_RECORDED DATA:_
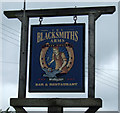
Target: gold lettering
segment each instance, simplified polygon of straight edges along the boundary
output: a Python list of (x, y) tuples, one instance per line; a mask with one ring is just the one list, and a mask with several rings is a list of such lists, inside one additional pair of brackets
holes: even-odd
[(67, 31), (67, 39), (70, 38), (70, 35), (69, 35), (70, 31)]
[(70, 32), (70, 39), (74, 40), (74, 31)]
[(64, 32), (64, 38), (65, 38), (65, 39), (67, 38), (67, 36), (66, 36), (66, 35), (67, 35), (67, 32)]
[(58, 39), (58, 42), (61, 42), (61, 39)]
[(47, 83), (45, 83), (45, 86), (48, 86), (48, 84), (47, 84)]
[(65, 40), (64, 40), (64, 39), (62, 39), (62, 42), (65, 42)]
[(45, 39), (48, 40), (48, 34), (47, 34), (47, 32), (45, 33)]
[(64, 37), (64, 32), (59, 32), (59, 38), (63, 38)]
[(57, 40), (56, 40), (56, 39), (54, 39), (54, 42), (57, 42)]
[(51, 42), (65, 42), (64, 39), (69, 39), (77, 42), (78, 31), (37, 32), (37, 43), (49, 39), (51, 39)]
[(51, 42), (53, 42), (53, 40), (51, 40)]
[(35, 86), (38, 86), (38, 83), (36, 83)]
[(52, 38), (56, 38), (56, 37), (55, 37), (55, 32), (52, 32)]
[(78, 31), (75, 32), (75, 37), (76, 37), (76, 38), (75, 38), (75, 41), (76, 41), (76, 42), (78, 41), (78, 35), (77, 35), (77, 34), (78, 34)]
[(52, 33), (51, 32), (48, 32), (48, 38), (49, 39), (51, 39), (51, 36), (50, 35), (52, 35)]
[(42, 32), (37, 32), (37, 43), (39, 43), (40, 41), (43, 41), (43, 33)]
[(57, 38), (59, 38), (60, 36), (59, 36), (59, 34), (58, 34), (58, 32), (56, 32), (56, 36), (57, 36)]

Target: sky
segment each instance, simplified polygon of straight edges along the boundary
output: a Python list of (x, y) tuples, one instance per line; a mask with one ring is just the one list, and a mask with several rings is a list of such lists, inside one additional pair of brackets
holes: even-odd
[[(1, 2), (2, 14), (0, 19), (0, 55), (1, 98), (0, 109), (6, 110), (10, 98), (17, 98), (19, 78), (20, 32), (21, 24), (18, 19), (8, 19), (3, 14), (7, 10), (23, 9), (22, 2)], [(117, 2), (27, 2), (27, 9), (72, 8), (92, 6), (116, 6), (114, 14), (102, 15), (96, 21), (96, 97), (103, 100), (102, 111), (118, 110), (118, 3)], [(73, 17), (43, 18), (43, 24), (73, 23)], [(33, 98), (87, 98), (88, 82), (88, 17), (78, 16), (78, 23), (86, 24), (85, 48), (85, 93), (28, 93)], [(30, 25), (39, 24), (39, 18), (30, 19)], [(30, 26), (29, 26), (30, 28)], [(30, 36), (30, 29), (29, 29)], [(2, 38), (2, 39), (1, 39)], [(30, 44), (29, 44), (30, 45)], [(1, 49), (0, 48), (0, 49)], [(29, 52), (28, 52), (29, 53)], [(29, 58), (28, 58), (29, 61)], [(28, 62), (29, 65), (29, 62)], [(28, 68), (29, 70), (29, 68)], [(27, 74), (29, 78), (29, 73)], [(14, 110), (12, 107), (11, 110)], [(41, 108), (41, 110), (47, 110)], [(71, 109), (66, 109), (71, 110)], [(80, 109), (74, 109), (80, 110)]]

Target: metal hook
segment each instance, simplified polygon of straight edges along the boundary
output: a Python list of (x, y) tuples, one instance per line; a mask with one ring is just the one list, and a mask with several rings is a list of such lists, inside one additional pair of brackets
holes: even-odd
[(39, 18), (40, 25), (42, 24), (42, 21), (43, 21), (43, 17), (40, 17)]
[[(77, 8), (77, 6), (75, 6), (75, 8)], [(74, 20), (74, 24), (76, 24), (76, 22), (77, 22), (77, 16), (76, 15), (73, 17), (73, 20)]]
[(76, 15), (73, 17), (73, 20), (74, 20), (74, 24), (76, 24), (77, 23), (77, 16)]

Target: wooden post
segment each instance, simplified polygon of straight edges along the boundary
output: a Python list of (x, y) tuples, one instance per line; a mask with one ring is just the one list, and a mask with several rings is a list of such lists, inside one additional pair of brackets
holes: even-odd
[(22, 22), (22, 25), (21, 25), (21, 45), (20, 45), (18, 98), (25, 98), (26, 97), (26, 78), (27, 78), (27, 53), (28, 53), (29, 18), (24, 17), (24, 18), (22, 18), (21, 22)]
[(16, 113), (27, 113), (23, 107), (14, 107)]
[(95, 98), (95, 14), (88, 15), (88, 98)]
[(85, 113), (95, 113), (100, 107), (89, 107)]
[(60, 106), (48, 107), (48, 113), (63, 113), (63, 107)]

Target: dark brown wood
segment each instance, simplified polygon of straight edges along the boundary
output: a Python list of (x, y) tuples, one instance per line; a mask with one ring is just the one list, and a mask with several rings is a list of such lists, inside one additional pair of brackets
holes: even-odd
[(27, 113), (23, 107), (14, 107), (16, 113)]
[[(85, 7), (85, 8), (60, 8), (60, 9), (38, 9), (26, 10), (28, 17), (56, 17), (56, 16), (74, 16), (74, 15), (89, 15), (90, 13), (112, 14), (115, 11), (115, 6), (107, 7)], [(23, 15), (23, 10), (4, 11), (8, 18), (18, 18)]]
[(101, 13), (95, 13), (95, 21), (101, 16)]
[(63, 113), (63, 107), (60, 106), (48, 107), (48, 113)]
[(20, 107), (101, 107), (100, 98), (11, 98), (11, 106)]
[(88, 20), (88, 98), (95, 98), (95, 14)]
[(27, 79), (27, 53), (28, 53), (29, 18), (28, 17), (22, 18), (21, 24), (22, 25), (21, 25), (21, 46), (20, 46), (18, 98), (25, 98), (26, 97), (26, 79)]
[(95, 113), (99, 107), (89, 107), (89, 109), (85, 113)]

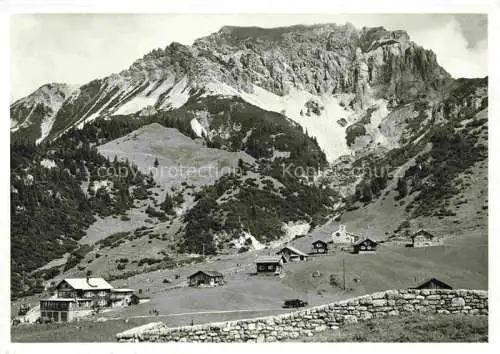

_ACTIVITY:_ With the pictures removed, the entries above should be transcribed exactly.

_FINISHED TASK:_
Target: gold lettering
segment each instance, simplified polygon of straight edges along the boundary
output: a Python list of (x, y) tuples, one instance per line; a mask with one ring is just the one list, and a mask with several rings is a list of such lists, inside one additional pair of brackets
holes: even-odd
[(67, 31), (67, 39), (70, 38), (70, 35), (69, 35), (70, 31)]
[(70, 32), (70, 39), (74, 40), (74, 31)]
[(64, 32), (64, 38), (65, 38), (65, 39), (67, 38), (67, 36), (66, 36), (66, 35), (67, 35), (67, 32)]
[(58, 39), (58, 42), (61, 42), (61, 39)]
[(47, 83), (45, 83), (45, 86), (48, 86), (48, 84), (47, 84)]
[(65, 40), (64, 40), (64, 39), (62, 39), (62, 42), (65, 42)]
[(45, 39), (48, 40), (48, 34), (47, 34), (47, 32), (45, 33)]
[(64, 37), (64, 32), (59, 32), (59, 38), (63, 38)]
[(57, 40), (56, 40), (56, 39), (54, 39), (54, 42), (57, 42)]
[(51, 42), (65, 42), (64, 39), (69, 39), (77, 42), (78, 31), (37, 32), (37, 43), (49, 39), (51, 39)]
[(51, 42), (53, 42), (53, 40), (51, 40)]
[(35, 86), (38, 86), (38, 83), (36, 83)]
[(52, 38), (56, 38), (56, 37), (55, 37), (55, 32), (52, 32)]
[(78, 31), (75, 32), (75, 37), (76, 37), (76, 38), (75, 38), (75, 41), (76, 41), (76, 42), (78, 41), (78, 35), (77, 35), (77, 34), (78, 34)]
[(52, 33), (51, 32), (48, 32), (48, 38), (49, 39), (51, 39), (51, 36), (50, 35), (52, 35)]
[(42, 32), (37, 32), (37, 43), (39, 43), (40, 41), (43, 41), (43, 33)]
[(57, 38), (59, 38), (60, 36), (59, 36), (59, 34), (58, 34), (58, 32), (56, 32), (56, 36), (57, 36)]

Target: sky
segment each instance, simplified polygon of straight edges along the boundary
output: a Python list of (x, y) tuples, one instance per line; a mask with one ring is just the one list, and a mask with several rings is a list of such lists, inside one additional pair of brackets
holes: even-odd
[[(1, 2), (2, 14), (0, 19), (0, 55), (1, 98), (0, 109), (6, 110), (10, 98), (17, 98), (19, 78), (20, 32), (21, 24), (18, 19), (8, 19), (3, 14), (7, 10), (23, 9), (22, 2)], [(117, 2), (27, 2), (27, 9), (72, 8), (92, 6), (116, 6), (114, 14), (102, 15), (96, 21), (96, 97), (103, 100), (102, 111), (118, 110), (118, 3)], [(73, 17), (43, 18), (43, 24), (73, 23)], [(33, 98), (87, 98), (88, 82), (88, 17), (78, 16), (78, 23), (86, 24), (85, 48), (85, 93), (28, 93)], [(30, 25), (39, 24), (39, 18), (30, 19)], [(30, 26), (29, 26), (30, 28)], [(30, 36), (30, 29), (29, 29)], [(2, 38), (2, 39), (1, 39)], [(30, 44), (29, 44), (30, 45)], [(1, 49), (0, 48), (0, 49)], [(29, 52), (28, 52), (29, 53)], [(29, 58), (28, 58), (29, 61)], [(28, 62), (29, 65), (29, 62)], [(28, 68), (29, 70), (29, 68)], [(27, 74), (29, 78), (29, 73)], [(14, 110), (12, 107), (11, 110)], [(41, 108), (41, 110), (47, 110)], [(71, 109), (66, 109), (71, 110)], [(80, 109), (74, 109), (80, 110)]]

Target: metal hook
segment each instance, simplified polygon of straight edges along the boundary
output: a Python list of (x, y) tuples, one instance per line; a mask with one ring is just the one list, and a mask with several rings is a list of such lists, inside one additional pair of brackets
holes: even-odd
[(39, 18), (40, 25), (42, 24), (42, 21), (43, 21), (43, 17), (40, 17)]
[[(77, 8), (77, 6), (75, 6), (75, 8)], [(74, 20), (74, 24), (76, 24), (76, 22), (77, 22), (77, 16), (76, 15), (73, 17), (73, 20)]]
[(76, 15), (73, 17), (73, 20), (74, 20), (74, 24), (76, 24), (77, 23), (77, 16)]

Target: wooden post
segment each instance, simplified polygon of straight edges along the boundary
output: a Python list of (x, y) tuples, one instance per line; a mask with one ring is just the one list, and a mask with several rings is a list of such lists, inside one additional pair of brackets
holes: even-odd
[(22, 22), (22, 25), (21, 25), (21, 45), (20, 45), (18, 98), (25, 98), (26, 97), (26, 78), (27, 78), (27, 53), (28, 53), (29, 18), (24, 17), (24, 18), (22, 18), (21, 22)]
[(16, 113), (27, 113), (23, 107), (14, 107)]
[(95, 98), (95, 14), (88, 15), (88, 98)]
[(85, 113), (95, 113), (100, 107), (89, 107)]
[(60, 106), (48, 107), (48, 113), (63, 113), (63, 107)]

Target: dark brown wood
segment each instance, simplified polygon of straight edges along the boundary
output: a Python list of (x, y) tuples, one instance per line; a mask with one ring is just the one list, and a mask with several rings is a list of such lists, inside one additional pair of brackets
holes: even-odd
[(27, 113), (23, 107), (14, 107), (16, 113)]
[[(85, 7), (85, 8), (60, 8), (60, 9), (38, 9), (26, 10), (28, 17), (56, 17), (56, 16), (74, 16), (74, 15), (89, 15), (90, 13), (112, 14), (115, 11), (115, 6), (107, 7)], [(23, 15), (23, 10), (4, 11), (8, 18), (18, 18)]]
[(101, 13), (95, 13), (95, 21), (101, 16)]
[(63, 113), (63, 107), (60, 106), (48, 107), (48, 113)]
[(20, 107), (101, 107), (100, 98), (11, 98), (11, 106)]
[(88, 20), (88, 98), (95, 98), (95, 14)]
[(27, 79), (27, 53), (28, 53), (29, 18), (28, 17), (22, 18), (21, 24), (22, 25), (21, 25), (21, 46), (20, 46), (18, 98), (25, 98), (26, 97), (26, 79)]
[(95, 113), (99, 107), (89, 107), (89, 109), (85, 113)]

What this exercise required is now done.